■ Exercise materials ■
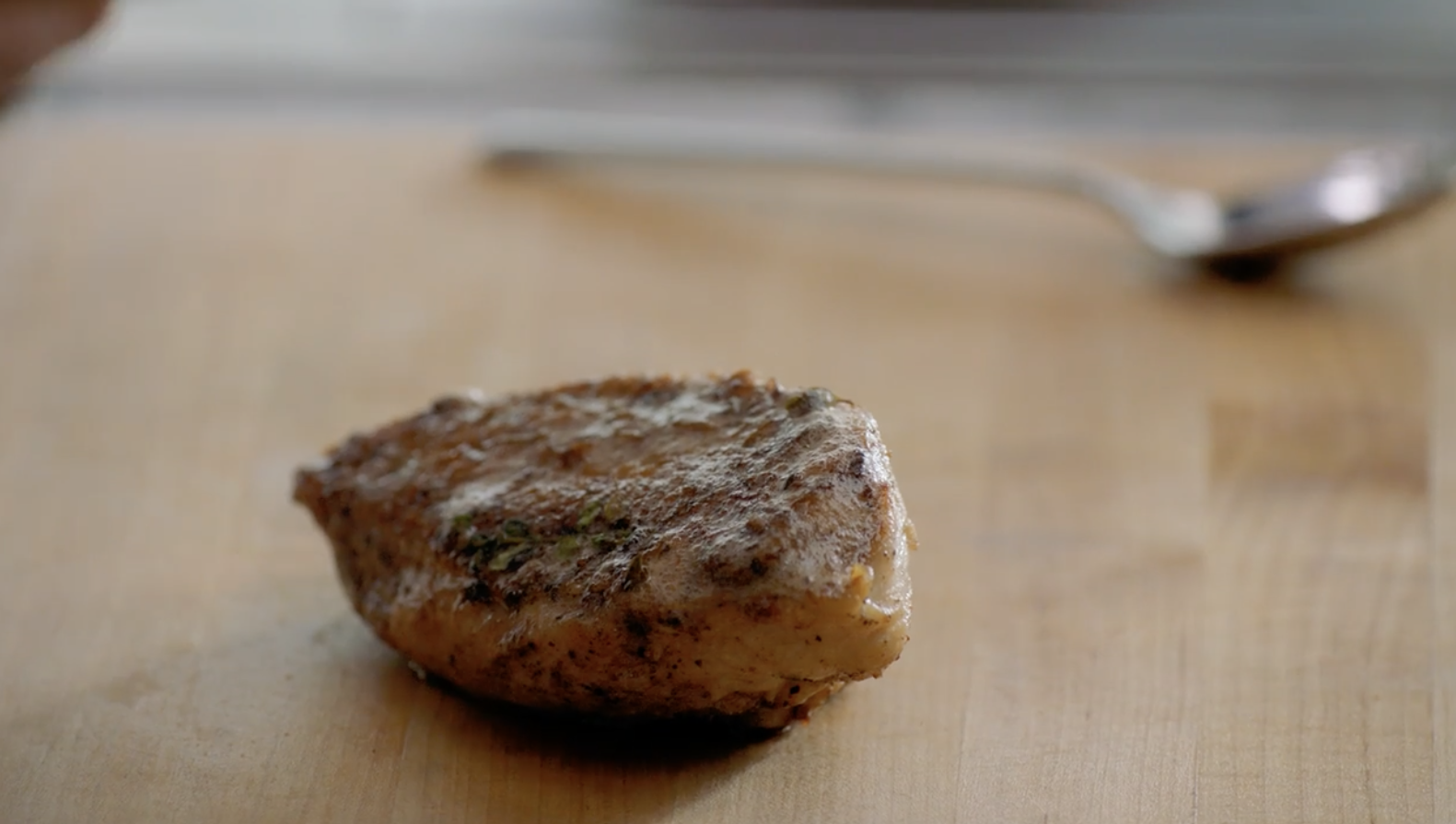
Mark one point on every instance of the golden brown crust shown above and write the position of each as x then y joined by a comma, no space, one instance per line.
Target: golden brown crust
631,546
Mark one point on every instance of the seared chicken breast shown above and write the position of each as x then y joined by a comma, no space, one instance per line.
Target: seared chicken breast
628,548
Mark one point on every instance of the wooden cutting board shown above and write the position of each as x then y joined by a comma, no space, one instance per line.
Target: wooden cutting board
1188,549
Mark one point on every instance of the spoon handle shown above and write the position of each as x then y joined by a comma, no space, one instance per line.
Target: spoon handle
555,137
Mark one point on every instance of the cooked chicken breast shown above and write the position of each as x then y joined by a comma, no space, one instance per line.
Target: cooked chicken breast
629,548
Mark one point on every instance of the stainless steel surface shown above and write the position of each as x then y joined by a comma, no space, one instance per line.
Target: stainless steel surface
1357,191
1212,69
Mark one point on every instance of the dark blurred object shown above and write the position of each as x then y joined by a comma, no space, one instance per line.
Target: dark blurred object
1242,65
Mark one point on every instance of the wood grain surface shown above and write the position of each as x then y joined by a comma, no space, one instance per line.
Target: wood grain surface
1188,549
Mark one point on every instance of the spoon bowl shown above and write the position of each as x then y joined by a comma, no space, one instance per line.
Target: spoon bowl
1355,194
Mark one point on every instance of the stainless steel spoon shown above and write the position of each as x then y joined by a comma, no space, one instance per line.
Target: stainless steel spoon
1356,192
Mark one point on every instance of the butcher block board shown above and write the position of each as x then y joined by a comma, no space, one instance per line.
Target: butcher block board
1188,549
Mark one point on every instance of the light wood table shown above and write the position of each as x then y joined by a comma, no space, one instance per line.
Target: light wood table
1188,549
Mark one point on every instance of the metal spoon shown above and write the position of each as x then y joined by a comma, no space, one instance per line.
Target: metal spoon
1356,192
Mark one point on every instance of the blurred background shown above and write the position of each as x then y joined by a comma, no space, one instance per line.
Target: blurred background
1210,67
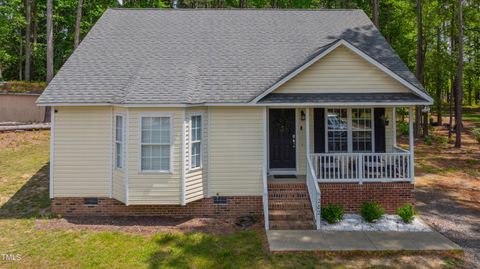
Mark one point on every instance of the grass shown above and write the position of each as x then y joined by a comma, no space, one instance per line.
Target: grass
24,209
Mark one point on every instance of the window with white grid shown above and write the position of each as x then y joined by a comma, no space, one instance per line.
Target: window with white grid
195,141
155,143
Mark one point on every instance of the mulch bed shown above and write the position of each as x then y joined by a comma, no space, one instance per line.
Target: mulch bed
142,225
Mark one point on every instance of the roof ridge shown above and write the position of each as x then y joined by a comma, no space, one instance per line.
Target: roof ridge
233,9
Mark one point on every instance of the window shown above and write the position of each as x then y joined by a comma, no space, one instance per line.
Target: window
155,143
195,141
118,141
362,130
337,130
349,130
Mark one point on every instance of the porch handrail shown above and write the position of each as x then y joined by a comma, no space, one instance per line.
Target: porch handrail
362,167
314,193
265,198
399,149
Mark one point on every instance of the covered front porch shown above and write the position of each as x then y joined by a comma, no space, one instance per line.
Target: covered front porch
314,148
337,145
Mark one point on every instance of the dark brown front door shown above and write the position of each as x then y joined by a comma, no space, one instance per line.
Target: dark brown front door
282,138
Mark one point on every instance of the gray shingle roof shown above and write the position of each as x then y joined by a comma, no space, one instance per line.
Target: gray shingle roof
147,56
381,98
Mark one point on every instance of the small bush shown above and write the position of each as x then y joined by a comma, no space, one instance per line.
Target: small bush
332,213
371,211
428,140
403,128
476,134
407,213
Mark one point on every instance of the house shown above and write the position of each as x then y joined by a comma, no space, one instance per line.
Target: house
223,113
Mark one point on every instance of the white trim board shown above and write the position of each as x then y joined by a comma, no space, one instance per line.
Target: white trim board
347,44
52,148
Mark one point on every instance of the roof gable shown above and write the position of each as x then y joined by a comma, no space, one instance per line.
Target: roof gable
342,68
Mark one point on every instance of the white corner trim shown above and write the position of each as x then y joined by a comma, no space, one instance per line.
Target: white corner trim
209,153
111,153
184,159
127,154
52,148
358,52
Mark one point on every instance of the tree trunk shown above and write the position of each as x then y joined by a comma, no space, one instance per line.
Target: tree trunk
20,55
419,65
438,82
459,92
376,13
452,73
49,41
28,15
78,24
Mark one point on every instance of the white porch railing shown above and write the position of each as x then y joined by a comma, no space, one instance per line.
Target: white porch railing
362,167
314,193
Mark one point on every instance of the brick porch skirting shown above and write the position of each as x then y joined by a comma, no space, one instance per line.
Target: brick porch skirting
352,195
235,206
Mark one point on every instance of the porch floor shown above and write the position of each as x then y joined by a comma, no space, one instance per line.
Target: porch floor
297,179
313,240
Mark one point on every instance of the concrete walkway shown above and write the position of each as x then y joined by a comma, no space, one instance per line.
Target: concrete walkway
310,240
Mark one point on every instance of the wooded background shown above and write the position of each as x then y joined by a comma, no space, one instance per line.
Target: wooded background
439,40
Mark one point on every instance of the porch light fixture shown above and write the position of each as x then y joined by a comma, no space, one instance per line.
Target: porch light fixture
384,120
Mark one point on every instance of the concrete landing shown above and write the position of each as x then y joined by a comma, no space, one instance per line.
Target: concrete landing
312,240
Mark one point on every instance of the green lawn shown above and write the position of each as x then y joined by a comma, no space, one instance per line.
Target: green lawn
24,208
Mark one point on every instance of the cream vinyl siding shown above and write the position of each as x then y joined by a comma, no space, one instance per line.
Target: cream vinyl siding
342,70
154,187
236,150
196,178
389,130
82,149
118,175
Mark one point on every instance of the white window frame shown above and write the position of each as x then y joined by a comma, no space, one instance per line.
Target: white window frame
122,143
349,128
139,143
197,141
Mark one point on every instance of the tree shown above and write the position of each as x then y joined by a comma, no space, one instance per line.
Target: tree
419,67
376,13
78,24
28,15
49,41
459,90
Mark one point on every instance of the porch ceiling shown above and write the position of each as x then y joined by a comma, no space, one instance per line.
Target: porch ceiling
336,98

■ What to do ■
Can you render the stretch from the line containing "Mark one point on every instance of the green" through the end of the rows, both ends included, as a Markdown table with a No. column numbering each line and a Line column holding it, leaving out blank lines?

■ Response to the exercise ■
| No. | Line |
|---|---|
| 1 | Mark one point on every instance of the green lawn shown above and write the position of each as x then y joined by a comma, no space, one instance per line. |
| 2 | Target: green lawn |
| 3 | 24,208 |
| 4 | Mark one point on every instance of the cream vinyl siding shown above and write the position of each as x then y joined by a comma, no space, one instance per line. |
| 5 | Target: cream vinyl siding |
| 6 | 342,70 |
| 7 | 154,187 |
| 8 | 236,150 |
| 9 | 196,178 |
| 10 | 389,130 |
| 11 | 82,149 |
| 12 | 118,175 |
| 13 | Mark one point on every instance of the white window frame shown above and write the position of each as x then y joined by a comma, no space, one instance per line. |
| 14 | Target: white window frame |
| 15 | 122,143 |
| 16 | 349,128 |
| 17 | 139,143 |
| 18 | 197,141 |
| 19 | Mark one point on every instance of the tree shown above and write the position of each as x then y joined by a comma, no space, one instance per line. |
| 20 | Target: tree |
| 21 | 419,67 |
| 22 | 376,13 |
| 23 | 78,24 |
| 24 | 28,15 |
| 25 | 49,41 |
| 26 | 459,90 |
| 27 | Mark one point on every instance of the porch ceiling shown above and write the position of each as x then y joined by a comma, no space, one instance per line. |
| 28 | Target: porch ceiling |
| 29 | 336,98 |